_TEXTE PRÉSENTÉ_
»»

Le Conseil fédéral a également reconnu la nécessité d’agir: un centre de compétences qui doit encore être créé prendra bientôt ses activités et succédera à MELANI, la Centrale d’enregistrement et d’analyse pour la sûreté de l’information, devenant un point de contact pour les questions relatives aux cyber-risques pour les PME et le grand public. Un ou une délégué-e aux questions cybernétiques – Mme ou M. Cyber – en assumera la direction stratégique.
Les cas de «rançongiciel» se multiplient
Cette préoccupation est compréhensible, car le nombre de cas rapportés a augmenté depuis le début de l’année: les données de grandes et petites entreprises en Suisse et à l’étranger ont été cryptées par des «rançongiciels» («ransomwares»), ce qui les rendait illisibles. Ces attaques rendent extrêmement difficile le rétablissement des activités commerciales des entreprises concernées.
Grâce à MELANI – composé de la direction stratégique globale et du Swiss Governmental Computer Emergency Response Team (GovCERT) du BSI au Département fédéral des finances et de l’Operation Information Center (OIC) au SRC du DDPS –, les exploitants des infrastructures critiques suisses peuvent d’ores et déjà réagir rapidement aux cyberincidents généralisés. L’organe coopère avec des partenaires travaillant dans le domaine de la sécurité des systèmes informatiques et d’Internet. Parallèlement, les entreprises reçoivent des informations importantes à un stade précoce.

««

_DONNÉES DU JEU_
»»

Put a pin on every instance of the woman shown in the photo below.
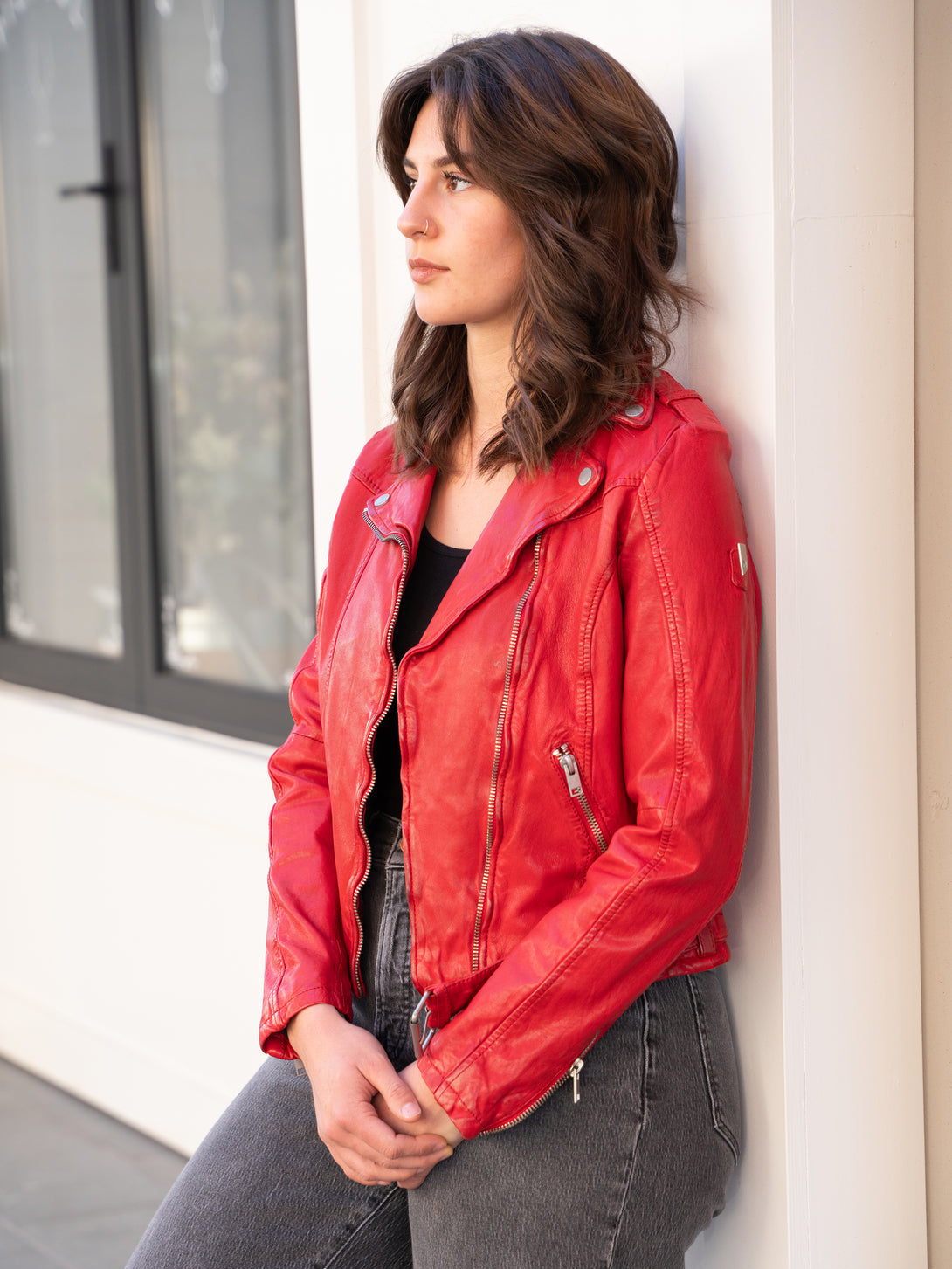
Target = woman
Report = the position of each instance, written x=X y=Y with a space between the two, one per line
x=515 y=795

««

_TÂCHES À RÉALISER_
a) Pour chacune des affirmations suivantes, indiquez si elle concorde avec le texte sur la cybersécurité en Suisse, en répondant par oui ou par non et en citant les mots décisifs du texte : (i) le centre de compétences est déjà en activité ; (ii) le nombre de cas rapportés a augmenté depuis le début de l’année ; (iii) MELANI coopère avec des partenaires de la sécurité informatique.
b) Prolongez le texte sur la cybersécurité en Suisse en reprenant après sa dernière phrase.
Les lignes proviennent d’une autre source.

_LISTE DES RÉPONSES_
a)
(i) Non : « un centre de compétences qui doit encore être créé »
(ii) Oui : « le nombre de cas rapportés a augmenté depuis le début de l’année »
(iii) Oui : « L’organe coopère avec des partenaires travaillant dans le domaine de la sécurité des systèmes informatiques et d’Internet »

b)
L’alimentation électrique au cœur des préoccupations
Et les entreprises? Que font-elles pour empêcher elles-mêmes les cyberattaques de les affecter? Cette question se pose en particulier dans les domaines critiques pour l’infrastructure, tels que l’alimentation électrique. Les acteurs étatiques représentent des agresseurs potentiels pour les infrastructures énergétiques, avec des motifs tels que l’espionnage ou le sabotage. En témoignent les deux cyberattaques contre les fournisseurs d’électricité en Ukraine (Noël 2015 et 2016). Il est très probable, cependant, que les attaques de la criminalité organisée visent d’abord à s’emparer d’argent, par exemple par le biais du chantage. Les attaques de terroristes, de groupes d’activistes politiques et de hackers amateurs représentent également un certain danger.
La prochaine session du Conseil national traitera de la motion (17.3496) présentée par la conseillère nationale Edith Graf-Litscher (PS/TG) en 2017. Elle appelle à une protection de base obligatoire pour les infrastructures électriques critiques. Une cause noble en soi. En 2017, le Conseil fédéral a fondamentalement soutenu l’idée principale de la motion selon laquelle les infrastructures électriques critiques doivent bénéficier d’un niveau de protection adéquat. Toutefois, il a d’abord souhaité attendre le développement des travaux en cours, notamment dans le cadre des stratégies nationales pour la protection des infrastructures critiques (PIC) adoptées en 2012 et 2017/8 et pour la protection de la Suisse contre les cyber-risques (SNPC).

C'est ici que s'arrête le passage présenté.